§ Passage provided
^^^^

Finding transformation function for a distribution that looks like exponential

47 Views Asked by At

Suppose that we have two data sets, R and P. R is larger than or equal to P. R can be negative or positive. P can be negative or positive. So in all cases (R-P) is positive or zero. the R and P are dollars and the scale of them is high likes 1,000,000,0 or 500,000,000. Now I want create a criterion looks like :

E = 1 - ( 1 / 1+(R-P) )

So I have E that is between 0 and 1. I want E scale between 0 and 1. But the problem is this. (R-P) is has high values,so all outputs of this criterion is near 1. I revise this function, Now i have this :

E = 1 - ( 1 / 1+ ( (R-P)/mean(R-P) ) )

Now because of mean(R-P) we have better scaling between 0 and 1. This is distribution of R-P for more help :

enter image description here

After doing that I want classify data with this E . For example samples that have a E greater than 0.7 are in class 1 and samples with E lower than 0.7 are in class 2 (In a binary classification problem). For a better distribution in final version of this criterion i will remove outliers of (R-P) with this function to have more robust criterion :

abs(X-mean(X)) >=2*std(X)

^^^^

§ Data entries
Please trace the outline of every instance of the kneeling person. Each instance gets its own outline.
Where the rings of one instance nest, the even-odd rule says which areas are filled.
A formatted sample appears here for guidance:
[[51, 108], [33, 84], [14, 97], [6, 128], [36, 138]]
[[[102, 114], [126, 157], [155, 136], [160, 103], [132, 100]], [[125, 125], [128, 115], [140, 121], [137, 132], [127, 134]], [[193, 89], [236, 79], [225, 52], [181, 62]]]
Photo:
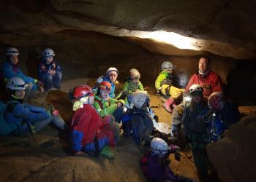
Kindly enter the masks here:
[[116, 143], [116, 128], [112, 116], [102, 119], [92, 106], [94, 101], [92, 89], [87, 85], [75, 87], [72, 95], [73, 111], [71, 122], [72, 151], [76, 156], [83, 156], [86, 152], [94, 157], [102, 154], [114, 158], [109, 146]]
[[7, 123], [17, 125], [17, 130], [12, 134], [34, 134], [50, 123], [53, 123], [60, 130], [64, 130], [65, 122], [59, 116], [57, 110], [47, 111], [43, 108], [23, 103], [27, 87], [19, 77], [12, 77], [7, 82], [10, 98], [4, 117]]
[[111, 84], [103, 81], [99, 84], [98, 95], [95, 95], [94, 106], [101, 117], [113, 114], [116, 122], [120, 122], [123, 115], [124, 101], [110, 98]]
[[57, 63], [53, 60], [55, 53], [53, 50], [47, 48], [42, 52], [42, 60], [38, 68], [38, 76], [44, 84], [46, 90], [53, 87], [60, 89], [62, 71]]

^^^^

§ What you need to do
1 – How would you render this sentence from the forum question about scaling (R-P) into French: "So in all cases (R-P) is positive or zero."
2 – Could you carry on the forum question about scaling (R-P), picking up right after its last line?

§ Answers in order
1 – Donc, dans tous les cas, (R-P) est positif ou nul.

2 –
(X here is (R-P)

After removing outliers in R-P i will calculate mean(R-P). What is your recommendations for better transformation of this problem? I have a theoretical problem with using mean in this criterion so i need comments about this.

Thanks.

Ps. We have a situation here:

We should have this behavior in this criterion:

  • if P=constant and R=increase >> E=increase
  • if R=constant and P=increase (towards negative) >> E=increase
  • if P=constant and R=decrease >> E=decrease
  • if R=constant and P=decrease(towards positive) >> E=decrease

  • a sample that have highest (R-P) should have highest E (1 or near 1)

  • a sample that have lowest (R-P) should have lowest E (1 or near 1)